DESCRIPTION OF THE TASK ->
In the PySpark import question, please reproduce the passage that begins at the words "df = spark.sql('SELECT" and stops after "StructField('Value', IntegerType(), True)])", swapping "sql_table" for "users_table".

DOCUMENT EXTRACT ->
Importing user-defined module fails in PySpark

Question

I have following python code:

from service import Api
from pyspark.sql import SparkSession
...
spark = SparkSession.builder.appName("App Name").enableHiveSupport().getOrCreate()
myApi= Api()

df = spark.sql('SELECT * FROM hive_table')

def map_function(row):
        sql = 'SELECT Name FROM sql_table LIMIT 1'
        result = myApi.executeSQL(sql)
        if int(row[4]) > 100:
            return (result[0][0], row[4])
        else:
            return (row[3], row[4])

schema = StructType([StructField('Name', StringType(), True), StructField('Value', IntegerType(), True)])
rdd_data = df.rdd.map(map_function)
df1 = spark.createDataFrame(rdd_data, schema)
df1.show()

I create a Spark DataFrame and use a map function for iteration. In the map function I access a previous defined Api for a SQL Table.

This code runs without errors sucessfully in the console and in a Apache Zeppelin Notebook. But if I execute it in a script the following error occurs:

ImportError: No module named Api

        at org.apache.spark.api.python.BasePythonRunner$ReaderIterator.handlePythonException(PythonRunner.scala:330)
        at org.apache.spark.api.python.PythonRunner$$anon$1.read(PythonRunner.scala:470)
        at org.apache.spark.api.python.PythonRunner$$anon$1.read(PythonRunner.scala:453)
        at org.apache.spark.api.python.BasePythonRunner$ReaderIterator.hasNext(PythonRunner.scala:284)
        at org.apache.spark.InterruptibleIterator.hasNext(InterruptibleIterator.scala:37)
        at scala.collection.Iterator$$anon$12.hasNext(Iterator.scala:439)
        at scala.collection.Iterator$$anon$11.hasNext(Iterator.scala:408)
        at scala.collection.Iterator$$anon$11.hasNext(Iterator.scala:408)
        at scala.collection.Iterator$$anon$11.hasNext(Iterator.scala:408)
        at org.apache.spark.sql.catalyst.expressions.GeneratedClass$GeneratedIteratorForCodegenStage1.processNext(Unknown Source)
        at org.apache.spark.sql.execution.BufferedRowIterator.hasNext(BufferedRowIterator.java:43)
        at org.apache.spark.sql.execution.WholeStageCodegenExec$$anonfun$10$$anon$1.hasNext(WholeStageCodegenExec.scala:614)
        at org.apache.spark.sql.execution.SparkPlan$$anonfun$2.apply(SparkPlan.scala:253)

Dataset rows
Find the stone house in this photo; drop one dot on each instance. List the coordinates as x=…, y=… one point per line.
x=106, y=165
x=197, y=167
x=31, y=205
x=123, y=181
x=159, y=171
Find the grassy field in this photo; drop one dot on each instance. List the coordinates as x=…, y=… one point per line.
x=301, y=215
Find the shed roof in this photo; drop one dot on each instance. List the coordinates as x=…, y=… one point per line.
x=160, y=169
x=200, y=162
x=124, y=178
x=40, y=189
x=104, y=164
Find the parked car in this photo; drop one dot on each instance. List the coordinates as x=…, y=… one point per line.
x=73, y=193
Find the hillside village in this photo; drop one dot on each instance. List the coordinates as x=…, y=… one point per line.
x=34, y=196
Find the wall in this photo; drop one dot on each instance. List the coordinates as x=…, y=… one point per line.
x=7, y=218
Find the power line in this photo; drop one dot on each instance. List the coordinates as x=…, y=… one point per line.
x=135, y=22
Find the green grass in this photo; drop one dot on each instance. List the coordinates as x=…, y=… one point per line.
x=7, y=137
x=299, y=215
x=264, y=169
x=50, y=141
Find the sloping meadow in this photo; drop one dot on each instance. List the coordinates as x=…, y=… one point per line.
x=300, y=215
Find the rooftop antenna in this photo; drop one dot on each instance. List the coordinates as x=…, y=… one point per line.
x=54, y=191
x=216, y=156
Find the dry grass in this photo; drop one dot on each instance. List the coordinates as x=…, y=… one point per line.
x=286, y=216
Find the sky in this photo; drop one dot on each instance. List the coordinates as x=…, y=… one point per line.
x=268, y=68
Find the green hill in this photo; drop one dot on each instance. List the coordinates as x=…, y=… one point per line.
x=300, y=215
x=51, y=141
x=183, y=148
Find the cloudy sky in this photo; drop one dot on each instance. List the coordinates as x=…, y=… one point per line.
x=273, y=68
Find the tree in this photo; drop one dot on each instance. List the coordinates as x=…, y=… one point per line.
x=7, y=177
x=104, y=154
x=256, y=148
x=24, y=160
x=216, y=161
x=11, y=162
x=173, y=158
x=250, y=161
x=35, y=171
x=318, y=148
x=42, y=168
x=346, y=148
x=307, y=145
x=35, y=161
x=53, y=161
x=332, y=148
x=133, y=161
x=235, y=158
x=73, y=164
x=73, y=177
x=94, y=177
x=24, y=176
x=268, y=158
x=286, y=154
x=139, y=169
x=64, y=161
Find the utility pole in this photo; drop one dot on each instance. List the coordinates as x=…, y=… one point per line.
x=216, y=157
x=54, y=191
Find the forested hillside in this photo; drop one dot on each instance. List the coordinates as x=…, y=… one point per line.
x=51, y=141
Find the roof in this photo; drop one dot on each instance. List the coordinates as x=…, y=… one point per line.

COMPLETE OUTPUT ->
df = spark.sql('SELECT * FROM hive_table')

def map_function(row):
        sql = 'SELECT Name FROM users_table LIMIT 1'
        result = myApi.executeSQL(sql)
        if int(row[4]) > 100:
            return (result[0][0], row[4])
        else:
            return (row[3], row[4])

schema = StructType([StructField('Name', StringType(), True), StructField('Value', IntegerType(), True)])